Repeat the records below word for word, omitting the pictures.

>> Start Input

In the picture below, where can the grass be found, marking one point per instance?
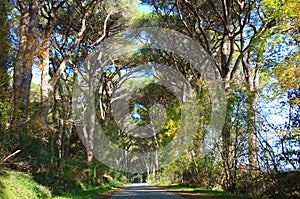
(14, 185)
(88, 193)
(20, 185)
(220, 193)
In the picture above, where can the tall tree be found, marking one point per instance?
(26, 53)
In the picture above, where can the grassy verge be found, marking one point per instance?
(14, 185)
(20, 185)
(211, 193)
(88, 193)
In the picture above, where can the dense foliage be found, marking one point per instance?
(253, 44)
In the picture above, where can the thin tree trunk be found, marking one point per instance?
(44, 80)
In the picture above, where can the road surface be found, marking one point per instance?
(143, 191)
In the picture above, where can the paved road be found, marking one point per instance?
(143, 191)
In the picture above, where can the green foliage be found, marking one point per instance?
(88, 193)
(14, 185)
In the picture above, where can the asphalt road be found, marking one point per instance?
(143, 191)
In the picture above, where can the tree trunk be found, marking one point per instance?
(23, 65)
(44, 79)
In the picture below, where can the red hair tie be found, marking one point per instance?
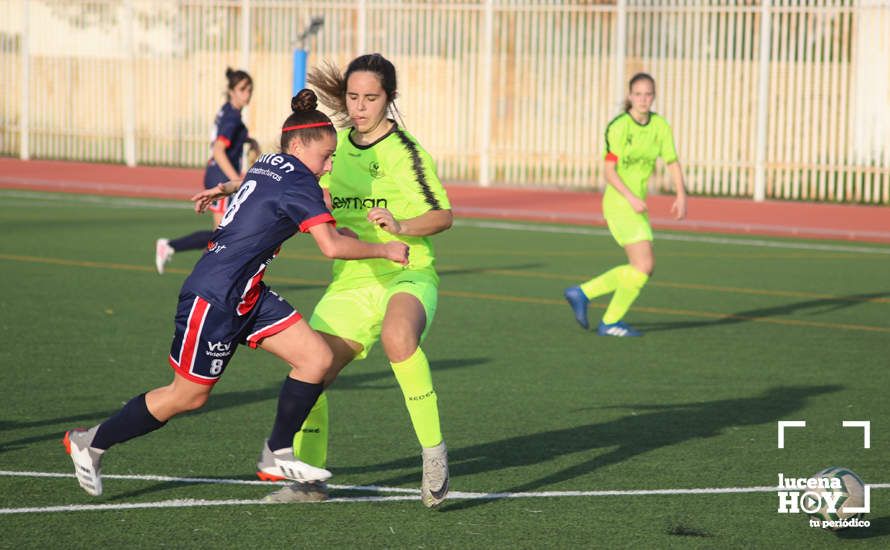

>> End Input

• Exercise result:
In the picture below, where can the grass be found, marking one point per instance?
(14, 185)
(88, 193)
(20, 185)
(220, 193)
In the picture above, where can the tall tree be found, marking one point per instance?
(26, 53)
In the picture above, where can the grassy verge be found, marking one point per instance?
(14, 185)
(20, 185)
(211, 193)
(88, 193)
In the picture above, where can the dense foliage be found, marking one point per instance?
(253, 44)
In the picture above, where can the thin tree trunk be found, marking one point per instance?
(44, 80)
In the picture above, where can the road surface be found, marking one point per instance?
(143, 191)
In the picture above, where can the paved road be found, marking one point per instance?
(143, 191)
In the picture above, where can the green foliage be found, marking one point per instance?
(88, 193)
(14, 185)
In the picture above, where can the asphalt road be found, marking one point per instance?
(143, 191)
In the picture above, where can the tree trunk be found, marking one point per instance?
(23, 65)
(44, 79)
In the picture below, where can the red hair tie be found, marking one point per instance?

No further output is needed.